Entries –
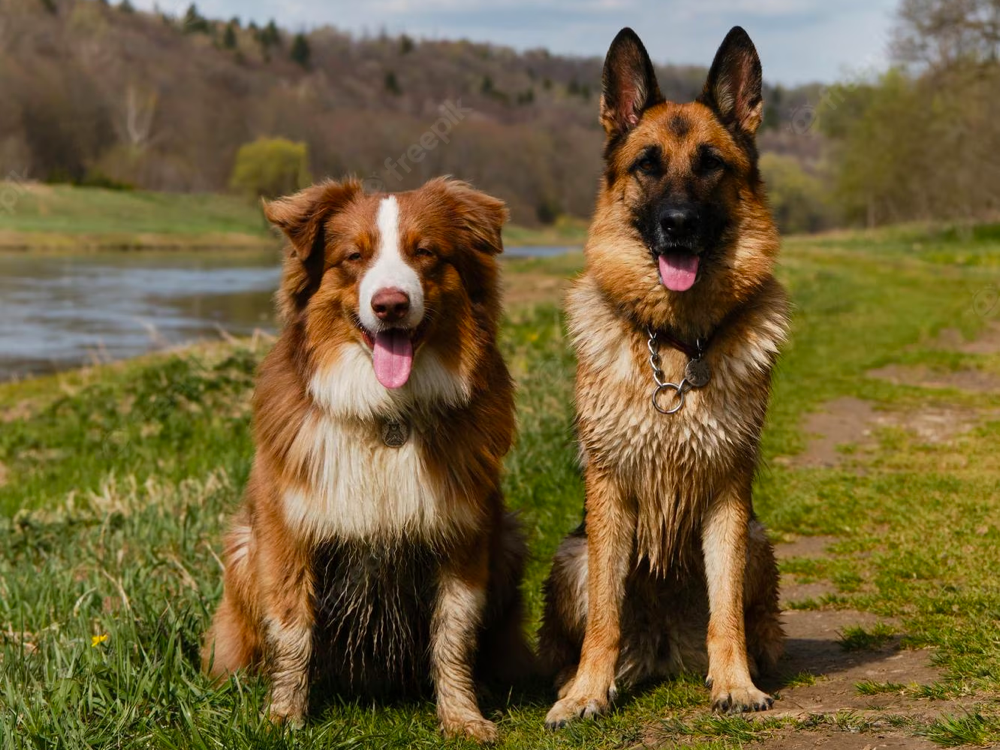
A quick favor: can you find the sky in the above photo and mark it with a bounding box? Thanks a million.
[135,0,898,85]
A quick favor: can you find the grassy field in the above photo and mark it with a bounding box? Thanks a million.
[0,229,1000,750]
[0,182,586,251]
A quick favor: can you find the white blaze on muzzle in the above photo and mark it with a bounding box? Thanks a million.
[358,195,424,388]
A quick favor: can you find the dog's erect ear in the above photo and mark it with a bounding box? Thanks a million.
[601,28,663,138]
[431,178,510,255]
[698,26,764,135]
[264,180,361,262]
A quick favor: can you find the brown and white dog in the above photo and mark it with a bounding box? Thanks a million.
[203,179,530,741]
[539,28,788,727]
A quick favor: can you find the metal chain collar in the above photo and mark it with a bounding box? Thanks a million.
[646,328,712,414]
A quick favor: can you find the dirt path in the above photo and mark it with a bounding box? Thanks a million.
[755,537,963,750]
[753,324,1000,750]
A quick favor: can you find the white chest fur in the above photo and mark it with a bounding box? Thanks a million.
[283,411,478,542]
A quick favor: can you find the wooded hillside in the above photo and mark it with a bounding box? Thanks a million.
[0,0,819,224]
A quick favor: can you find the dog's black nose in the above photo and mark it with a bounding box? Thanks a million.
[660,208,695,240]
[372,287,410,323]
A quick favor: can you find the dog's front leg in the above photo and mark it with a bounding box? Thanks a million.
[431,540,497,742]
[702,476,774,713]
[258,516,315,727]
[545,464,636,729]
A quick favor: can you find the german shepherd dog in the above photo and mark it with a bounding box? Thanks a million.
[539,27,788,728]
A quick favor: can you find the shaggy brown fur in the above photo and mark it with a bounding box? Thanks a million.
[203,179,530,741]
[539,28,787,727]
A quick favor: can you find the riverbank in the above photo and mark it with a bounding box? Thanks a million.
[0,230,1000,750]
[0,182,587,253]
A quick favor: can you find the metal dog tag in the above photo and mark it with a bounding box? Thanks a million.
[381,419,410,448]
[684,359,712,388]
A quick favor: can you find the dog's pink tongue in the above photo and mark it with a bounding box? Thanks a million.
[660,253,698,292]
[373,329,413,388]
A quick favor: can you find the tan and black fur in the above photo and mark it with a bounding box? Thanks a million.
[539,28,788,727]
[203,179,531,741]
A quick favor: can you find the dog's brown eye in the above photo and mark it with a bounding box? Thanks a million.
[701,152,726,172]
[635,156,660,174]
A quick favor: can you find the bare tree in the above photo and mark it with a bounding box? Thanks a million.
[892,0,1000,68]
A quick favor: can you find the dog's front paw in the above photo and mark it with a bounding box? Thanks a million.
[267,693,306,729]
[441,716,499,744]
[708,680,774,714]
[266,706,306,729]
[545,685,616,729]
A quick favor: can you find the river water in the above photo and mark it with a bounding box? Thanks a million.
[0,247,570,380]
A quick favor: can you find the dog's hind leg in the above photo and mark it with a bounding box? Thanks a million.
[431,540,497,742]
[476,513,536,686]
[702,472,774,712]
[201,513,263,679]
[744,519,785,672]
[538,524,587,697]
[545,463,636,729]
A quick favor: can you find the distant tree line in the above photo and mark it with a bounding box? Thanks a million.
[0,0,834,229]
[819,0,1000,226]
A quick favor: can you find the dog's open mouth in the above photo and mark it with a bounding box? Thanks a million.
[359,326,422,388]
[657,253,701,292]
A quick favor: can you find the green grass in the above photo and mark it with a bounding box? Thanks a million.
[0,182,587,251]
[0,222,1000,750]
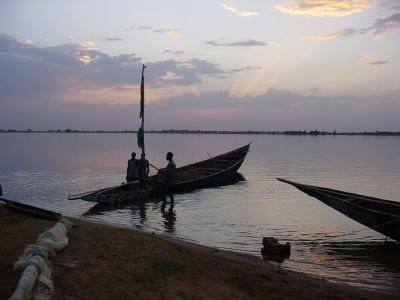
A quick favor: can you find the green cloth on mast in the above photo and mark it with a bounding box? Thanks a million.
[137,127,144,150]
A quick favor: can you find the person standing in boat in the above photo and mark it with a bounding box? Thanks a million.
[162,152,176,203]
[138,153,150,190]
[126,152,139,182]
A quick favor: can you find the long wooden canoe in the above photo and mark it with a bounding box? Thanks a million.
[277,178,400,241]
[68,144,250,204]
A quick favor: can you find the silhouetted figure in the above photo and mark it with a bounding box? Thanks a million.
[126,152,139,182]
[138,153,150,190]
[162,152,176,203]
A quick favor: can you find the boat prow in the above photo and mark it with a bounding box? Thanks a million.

Set problem – Update the stretch of lines from the start through the line containing "[684,359,712,388]", replacing "Thanks a million" with "Much appreciated" and leaving everything else unchanged. Leave the pictures out of your answer.

Solution to this problem –
A quick favor: can you find the sky in the above photo and mark it with a bounding box? Much appreciated.
[135,0,898,85]
A quick favor: can you find the grassy field in the above photo and mark it with a bounding box? Much appreciated.
[0,229,1000,750]
[0,182,586,251]
A quick favor: can you find the white blaze on muzzle in the above photo and mark it with a bounding box? Much appreciated.
[358,195,424,388]
A quick favor: can you find the dog's erect ear in the above photo and mark it with a bounding box? Much appreciated.
[601,28,663,138]
[431,178,510,255]
[698,26,764,135]
[264,180,361,262]
A quick favor: can you find the brown and white dog in the above photo and mark it with a bounding box? Much appreciated.
[203,179,530,741]
[539,28,788,727]
A quick favor: can you find the metal chain collar in the above photo and mark it with a bounding box? Much appreciated.
[646,328,712,414]
A quick favor: can you find the dirt path in the above photo and mark it with a bounding box? Much appreciated.
[755,537,963,750]
[753,324,1000,750]
A quick favor: can you find the white chest fur in the above photo and mark it with a bounding box? Much appreciated.
[283,411,478,542]
A quick favor: can you find the wooded hillside in the above photo and mark it with a bounding box? Much appreciated.
[0,0,819,224]
A quick favor: can you find the dog's black nose in the above photo and mark it with a bounding box? Much appreciated.
[660,208,695,240]
[372,287,410,323]
A quick favor: can you find the dog's front leg in the above photo and mark it with a bounding box? Much appreciated.
[431,540,497,742]
[702,476,774,713]
[258,516,315,727]
[545,464,636,729]
A quick favor: can you find the german shepherd dog in the above photo and mark it with a bounding box? Much appreciated.
[539,27,788,728]
A quick favor: can you find the shaggy brown fur in the above photo and mark it with a bounding box? Much appreciated.
[203,179,530,741]
[539,28,787,727]
A quick favor: can you find the riverbank in the above photo and mark it with a bounding box? Much appreciated.
[0,230,1000,750]
[0,182,587,253]
A quick favor: can you find the metal dog tag in the above photo and mark it with a bounding box? Much appreciated.
[381,419,410,448]
[684,359,712,388]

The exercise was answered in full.